LISTA DE ACTIVIDADES:
1 – Según el texto sobre la labor de los misioneros, ¿cuántos días llevaba caminando el obispo de Bentiu junto a sus fieles para saludar al Papa?
2 – Prosigue el texto sobre la labor de los misioneros a partir de su última oración.

TEXTO PROPORCIONADO:
◇ ◇ ◇ ◇ ◇

Efectivamente, su trabajo no ocupa titulares, pero daría para cientos de documentales de éxito. Me viene ahora a la cabeza la labor de las Hospitalarias del Sagrado Corazón, en el Centro Telema de Kinshasa (ver MN 674, pp. 38-43), donde recogen a enfermos mentales que caminan como zombis sin rumbo por la calle. O el difícil trabajo de los combonianos en Sudán del Sur, donde conocí al actual obispo de Bentiu, Christian ­Carlassare. Llevaba caminando junto a sus fieles nueve días para poder saludar al Papa. En el trayecto se les fueron uniendo muchas personas de los poblados, la mayoría de creencias diversas, dispuestos a recorrer los kilómetros que hicieran falta con tal de rezar por la ansiada paz. Impactante fue también descubrir el apostolado de los Misioneros de la Consolata en la inmensa Mongolia, donde la temperatura baja hasta los 40 grados bajo cero y los católicos se cuentan casi con los dedos de una mano. En Mozambique conocí al sacerdote Juan Gabriel, al frente de la misión San Benedicto de Mangundze, una pequeña aldea en la que ser inquilinos de la nada marca para siempre. El Papa le traía como parte de su equipaje personal dos sillas de ruedas que sabía que necesitaba para su gente. Confieso que todavía me emociono al recordar, en el viaje a Madagascar (en la imagen), aquella entrada en la Ciudad de la Alegría, una zona repleta de preciosas casitas humildes, construidas sobre lo que antes era lo más parecido al infierno. Cuando el padre ­Opeka, de la Congregación de San Vicente de Paul, llegó allí por primera vez, se encontró con un nauseabundo vertedero a cielo abierto, donde una legión de pobres, entre ellos muchísimos niños, se dedicaban a competir con los animales para conseguir algo de comida en medio de una pila de inmundicia. En este milagro llamado Akamasoa, los que antes recogían basura han construido una ciudad de unas 4 000 casas entre las que también se han levantado hospitales y escuelas, y además se han plantado miles de árboles para alegrar la vida de las familias.

◇ ◇ ◇ ◇ ◇

MATERIAL PROPORCIONADO:
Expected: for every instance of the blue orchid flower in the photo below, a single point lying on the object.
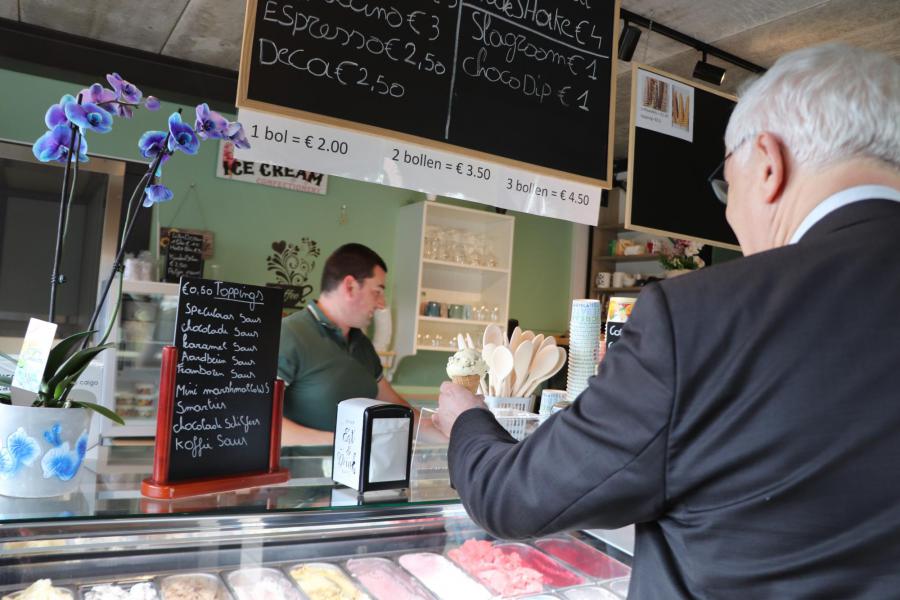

◇ ◇ ◇ ◇ ◇

RESPUESTAS POR TAREA:
1 – Nueve días.

2 –
Todas estas historias tienen un denominador común, son personas que optan por vivir el Evangelio de forma radical: sacerdotes, religiosos y laicos, voluntarios misioneros, familias enteras que aman pensando en las personas sin buscar agradecimientos, pero a quienes no les gusta que les consideren héroes, porque saben que sin la gracia de Dios que los sostiene y el apoyo que les debemos, las misiones no podrían sobrevivir. Y no podemos permitirlo. Las Obras Misionales Pontificias son una especie de colosal avituallamiento material y espiritual de aquellos que trabajan en primera fila, y a los que debemos tanto. Agradezco a mi querida revista Mundo Negro que cada mes de octubre nos recuerde que formamos parte de su misión. Somos equipo y necesitamos que ellos sigan siendo testimonio del Evangelio en las encrucijadas del mundo. La Misión también es responsabilidad nuestra y campañas como la del DOMUND son vitales para el funcionamiento ordinario de las circunscripciones ­misioneras. 

Sé perfectamente que el título de este artículo no les gustará, porque ellos no se consideran hechos de otra pasta. Y cuando son noticia, lo son a su pesar, por haber hecho suyo el dolor del pueblo en medio del cual realizan su tarea. Muchos trabajan en zonas que solo se hacen visibles cuando alguna tragedia las convierte en foco informativo. Allí donde hace llaga el sufrimiento siempre encontraremos a un misionero que permanece, porque ama a su pueblo. El horror es una mochila que pesa muchísimo, y por eso siempre defenderé [aunque les pese], que están hechos de otra pasta. Gigantes que día a día procuran dar lo mejor de sí mismos para defender la dignidad de los que nada tienen.